• **WHAT THIS TASK INVOLVES**: Print all of the data exactly as written.

━━━ RECORDS SHOWN

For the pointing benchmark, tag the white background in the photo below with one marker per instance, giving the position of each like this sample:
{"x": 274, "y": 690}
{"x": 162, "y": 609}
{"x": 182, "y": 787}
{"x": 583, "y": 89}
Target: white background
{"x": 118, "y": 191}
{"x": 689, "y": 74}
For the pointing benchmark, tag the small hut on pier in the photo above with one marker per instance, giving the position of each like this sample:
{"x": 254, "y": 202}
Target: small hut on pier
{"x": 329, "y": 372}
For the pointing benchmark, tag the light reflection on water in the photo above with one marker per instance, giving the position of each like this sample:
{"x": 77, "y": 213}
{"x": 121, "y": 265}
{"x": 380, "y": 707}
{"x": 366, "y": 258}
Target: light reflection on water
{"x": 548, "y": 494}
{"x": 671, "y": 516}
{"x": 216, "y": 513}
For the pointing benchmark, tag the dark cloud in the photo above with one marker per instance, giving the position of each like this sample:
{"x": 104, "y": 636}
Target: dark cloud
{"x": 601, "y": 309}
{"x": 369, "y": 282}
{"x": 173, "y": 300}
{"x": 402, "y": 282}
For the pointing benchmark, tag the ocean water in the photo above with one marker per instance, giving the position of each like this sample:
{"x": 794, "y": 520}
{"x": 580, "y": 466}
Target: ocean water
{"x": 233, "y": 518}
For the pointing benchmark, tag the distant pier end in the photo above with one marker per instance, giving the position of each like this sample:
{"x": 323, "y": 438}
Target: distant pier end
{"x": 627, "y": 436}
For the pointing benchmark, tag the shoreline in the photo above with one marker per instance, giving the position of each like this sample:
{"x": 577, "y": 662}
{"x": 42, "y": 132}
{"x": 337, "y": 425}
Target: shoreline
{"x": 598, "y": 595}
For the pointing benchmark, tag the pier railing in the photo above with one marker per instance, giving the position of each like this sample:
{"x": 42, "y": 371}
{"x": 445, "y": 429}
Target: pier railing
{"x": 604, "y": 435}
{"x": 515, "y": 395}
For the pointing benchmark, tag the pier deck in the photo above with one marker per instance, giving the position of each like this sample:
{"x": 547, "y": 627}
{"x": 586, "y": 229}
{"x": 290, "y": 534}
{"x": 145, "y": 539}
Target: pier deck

━━━━━━

• **REPLY**:
For the pointing benchmark, tag the white background in the photo below with one marker per instance, giving the position of each like this sample:
{"x": 274, "y": 690}
{"x": 162, "y": 609}
{"x": 182, "y": 787}
{"x": 583, "y": 89}
Target: white background
{"x": 118, "y": 191}
{"x": 689, "y": 74}
For the pointing benchmark, tag the small hut on pier in the photo above with one marker per instance, giving the position of each like this sample:
{"x": 254, "y": 202}
Target: small hut on pier
{"x": 329, "y": 372}
For the pointing benchmark, tag the light reflection on water in the photo above with one marker per instance, giving the position of each like this sample:
{"x": 77, "y": 213}
{"x": 121, "y": 265}
{"x": 380, "y": 707}
{"x": 366, "y": 258}
Target: light reflection on water
{"x": 548, "y": 494}
{"x": 671, "y": 516}
{"x": 216, "y": 513}
For the pointing benchmark, tag the dark cloud in the photo above with one marker per instance, giving the position of each like this sample:
{"x": 104, "y": 636}
Target: dark cloud
{"x": 601, "y": 309}
{"x": 369, "y": 282}
{"x": 173, "y": 300}
{"x": 402, "y": 282}
For the pointing benchmark, tag the ocean water in the photo above with one marker per instance, giving the position of each like this sample:
{"x": 794, "y": 520}
{"x": 580, "y": 466}
Target: ocean water
{"x": 233, "y": 518}
For the pointing benchmark, tag the distant pier end in the photo above with one marker per instance, giving the position of each like this sample:
{"x": 323, "y": 438}
Target: distant pier end
{"x": 627, "y": 436}
For the pointing benchmark, tag the shoreline in the photo above with one marker per instance, giving the position of each like this sample:
{"x": 577, "y": 662}
{"x": 42, "y": 132}
{"x": 337, "y": 425}
Target: shoreline
{"x": 598, "y": 595}
For the pointing benchmark, tag the pier railing in the photo above with one marker per instance, giving the position of each like this sample:
{"x": 42, "y": 371}
{"x": 445, "y": 429}
Target: pier railing
{"x": 604, "y": 435}
{"x": 515, "y": 395}
For the pointing benchmark, tag the pier deck in the photo above with one marker per instance, giving the position of each like this sample:
{"x": 547, "y": 627}
{"x": 586, "y": 229}
{"x": 290, "y": 534}
{"x": 145, "y": 539}
Target: pier deck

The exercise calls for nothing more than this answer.